## START Source data

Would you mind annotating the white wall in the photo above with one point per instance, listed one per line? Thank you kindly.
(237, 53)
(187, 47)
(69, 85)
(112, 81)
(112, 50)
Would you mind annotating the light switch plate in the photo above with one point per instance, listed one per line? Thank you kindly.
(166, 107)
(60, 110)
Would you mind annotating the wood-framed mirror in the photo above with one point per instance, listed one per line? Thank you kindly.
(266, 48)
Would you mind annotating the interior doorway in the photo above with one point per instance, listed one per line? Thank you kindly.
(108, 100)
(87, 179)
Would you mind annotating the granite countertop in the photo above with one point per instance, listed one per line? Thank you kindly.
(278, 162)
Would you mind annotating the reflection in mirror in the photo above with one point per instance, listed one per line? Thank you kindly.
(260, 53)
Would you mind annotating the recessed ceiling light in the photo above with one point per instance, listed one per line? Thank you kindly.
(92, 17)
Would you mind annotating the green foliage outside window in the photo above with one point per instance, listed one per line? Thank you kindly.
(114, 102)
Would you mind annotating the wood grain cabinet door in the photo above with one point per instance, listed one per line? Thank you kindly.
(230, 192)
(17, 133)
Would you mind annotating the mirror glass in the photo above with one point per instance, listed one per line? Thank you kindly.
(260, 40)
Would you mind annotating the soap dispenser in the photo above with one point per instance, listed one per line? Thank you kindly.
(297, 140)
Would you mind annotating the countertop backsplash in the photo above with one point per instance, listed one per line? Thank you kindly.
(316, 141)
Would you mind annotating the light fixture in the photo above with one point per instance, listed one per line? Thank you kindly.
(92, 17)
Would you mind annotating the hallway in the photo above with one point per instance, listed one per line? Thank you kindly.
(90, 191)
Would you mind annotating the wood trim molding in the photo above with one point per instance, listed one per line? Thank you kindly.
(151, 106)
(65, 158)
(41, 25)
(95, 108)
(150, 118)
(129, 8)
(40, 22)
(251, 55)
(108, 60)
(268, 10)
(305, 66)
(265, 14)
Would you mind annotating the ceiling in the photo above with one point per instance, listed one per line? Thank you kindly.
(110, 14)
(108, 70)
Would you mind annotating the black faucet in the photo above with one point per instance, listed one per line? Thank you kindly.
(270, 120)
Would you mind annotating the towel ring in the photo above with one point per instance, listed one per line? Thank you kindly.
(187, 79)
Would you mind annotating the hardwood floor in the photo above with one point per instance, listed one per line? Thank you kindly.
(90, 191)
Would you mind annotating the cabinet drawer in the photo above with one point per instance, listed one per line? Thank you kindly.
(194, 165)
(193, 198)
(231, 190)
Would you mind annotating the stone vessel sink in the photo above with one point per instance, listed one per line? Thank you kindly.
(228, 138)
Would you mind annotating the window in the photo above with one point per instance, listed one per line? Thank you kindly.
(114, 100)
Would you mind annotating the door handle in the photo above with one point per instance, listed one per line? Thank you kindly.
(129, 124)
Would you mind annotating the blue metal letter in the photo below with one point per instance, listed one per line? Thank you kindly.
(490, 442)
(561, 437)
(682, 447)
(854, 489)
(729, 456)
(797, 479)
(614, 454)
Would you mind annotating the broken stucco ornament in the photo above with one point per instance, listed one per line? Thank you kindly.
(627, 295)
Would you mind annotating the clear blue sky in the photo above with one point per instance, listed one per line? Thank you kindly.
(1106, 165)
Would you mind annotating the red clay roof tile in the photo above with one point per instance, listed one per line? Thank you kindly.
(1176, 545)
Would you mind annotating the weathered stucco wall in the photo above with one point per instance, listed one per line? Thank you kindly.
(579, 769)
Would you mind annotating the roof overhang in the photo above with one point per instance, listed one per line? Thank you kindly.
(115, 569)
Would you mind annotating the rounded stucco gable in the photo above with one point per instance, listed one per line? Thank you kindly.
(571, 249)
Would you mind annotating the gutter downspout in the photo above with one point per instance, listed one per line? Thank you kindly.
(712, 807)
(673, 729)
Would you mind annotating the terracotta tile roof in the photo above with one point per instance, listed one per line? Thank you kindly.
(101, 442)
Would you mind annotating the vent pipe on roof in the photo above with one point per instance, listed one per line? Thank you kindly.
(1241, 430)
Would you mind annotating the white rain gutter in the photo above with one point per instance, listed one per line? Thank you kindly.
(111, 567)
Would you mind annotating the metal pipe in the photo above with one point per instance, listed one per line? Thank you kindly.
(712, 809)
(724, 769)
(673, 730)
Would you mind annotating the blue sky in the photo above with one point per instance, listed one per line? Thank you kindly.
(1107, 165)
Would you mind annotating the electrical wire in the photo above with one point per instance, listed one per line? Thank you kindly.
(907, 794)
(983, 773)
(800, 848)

## END Source data

Exercise:
Please repeat the rows above, swapping every "annotating" for "marking" and leaving all else as it is.

Reply:
Would you mind marking the white wall in the photo above with one point per instance, listed one per line? Thank you kindly.
(237, 53)
(187, 47)
(69, 85)
(112, 81)
(112, 50)
Would you mind marking the light switch plate in the photo above with one point per instance, listed one per line? Thank you kindly.
(166, 107)
(60, 110)
Would you mind marking the wood-framed mirror in the photo above with one point per instance, listed one per line? Thank you kindly.
(266, 48)
Would you mind marking the interior doorway in the photo above with one point per instance, listed one per line? Thank you kindly.
(108, 100)
(87, 179)
Would you mind marking the granite countertop in the photo above with one point per instance, listed one per line? Thank you kindly.
(278, 162)
Would you mind marking the reflection in mirror in the photo above with one point per instance, listed one per line? Thank you kindly.
(260, 53)
Would you mind marking the recessed ceiling light in the photo above with one point per instance, listed one per line? Thank you kindly.
(92, 17)
Would you mind marking the green foliage outside window in the photo above with one point per instance, listed one per line? Thank you kindly.
(114, 102)
Would you mind marking the wood grain cabinet door in the photo above with one point per instance, listed one per line? Thank you kindly.
(230, 192)
(17, 133)
Would you mind marking the mirror glass in the photo above with one point per instance, listed one per line? Thank you kindly.
(260, 40)
Would you mind marking the soap dispenser in the photo above with one point per instance, listed one per line? Thank you kindly.
(297, 140)
Would you mind marking the countertop backsplash in the photo above with one point per instance, listed one per line? Thank you kindly.
(316, 141)
Would you mind marking the light fixture in the photo above with one point per instance, listed one per line? Thank you kindly.
(92, 17)
Would you mind marking the hallway in the photo above with one point per instance, listed one per line? Thank you kindly.
(90, 191)
Would you mind marking the wood trim molding in the photo above with one point per instance, listed one per line? Thank you kindly.
(151, 106)
(65, 158)
(41, 25)
(95, 108)
(150, 118)
(129, 8)
(40, 22)
(251, 55)
(108, 60)
(268, 10)
(305, 66)
(265, 14)
Would you mind marking the ceiling in the photo above with one point per instance, listed one per line? Thank you kindly.
(110, 14)
(108, 70)
Would you mind marking the black faucet in the photo above with one point per instance, listed one per line? Thank you kindly.
(270, 120)
Would you mind marking the towel ring in the photo above with one point per instance, listed one per line? Thank you kindly.
(187, 79)
Would you mind marking the hardwood floor in the photo above with one point per instance, listed one per line? Thank you kindly.
(90, 191)
Would you mind marking the cabinet drawer in the photo above with one point per instance, listed one per line? Thank you kindly.
(194, 165)
(193, 198)
(231, 190)
Would you mind marking the stone vessel sink in the photo above with one point per instance, listed one per line? Thank you kindly.
(228, 138)
Would you mind marking the window in the photo above with one point per instance, listed one per line? Thank you kindly.
(114, 100)
Would you mind marking the door handle in the photo above with one point per instance, listed one per line? Thank you kindly.
(129, 124)
Would you mind marking the blue metal letter in the photo below with one point per instance, listed one per line? Thank you kindly.
(490, 442)
(561, 437)
(682, 447)
(854, 489)
(729, 456)
(797, 479)
(614, 454)
Would you mind marking the broken stucco ornament in the photo above with one point per instance, listed one per line? Thank you kindly.
(627, 295)
Would you mind marking the clear blue sky in the photo above with one point per instance, listed one per line? Thank you kindly.
(1106, 165)
Would you mind marking the red clay roof tile in the photo above with one point per instance, listed one per line? Thank you kindly.
(1176, 545)
Would you mind marking the weathered stucco wall in the photo above with one point per instance, listed one per line? Thank you kindly.
(579, 769)
Would you mind marking the roof overhang in the photo above with one point per instance, listed one per line? Thank you kindly.
(115, 569)
Would you mind marking the rounded stucco gable in the photo above with one point per instance, listed one per line? Thank you kindly.
(571, 249)
Would you mind marking the gutter downspout in the photo above with one point per instance, listed one per line? Thank you kindly.
(712, 807)
(673, 729)
Would you mind marking the terracotta tile roof in the photo above with one point per instance, listed one per line? Thank you kindly.
(101, 442)
Would you mind marking the vent pipe on roof in the photo above with one point per instance, listed one per line? Thank you kindly.
(1241, 430)
Would you mind marking the white rain gutter in the photo above with one point per instance, listed one per line? Thank you kindly.
(111, 567)
Would you mind marking the metal pipe in the photo above with one point per instance, listed one per line? Thank you kindly.
(712, 809)
(724, 769)
(673, 730)
Would you mind marking the blue sky in the photo above with one point per instance, listed one per line? Thank you kindly.
(1107, 165)
Would you mind marking the electrical wire in the photo above with one point per instance, listed one per line? Thank you kindly.
(907, 794)
(983, 773)
(800, 848)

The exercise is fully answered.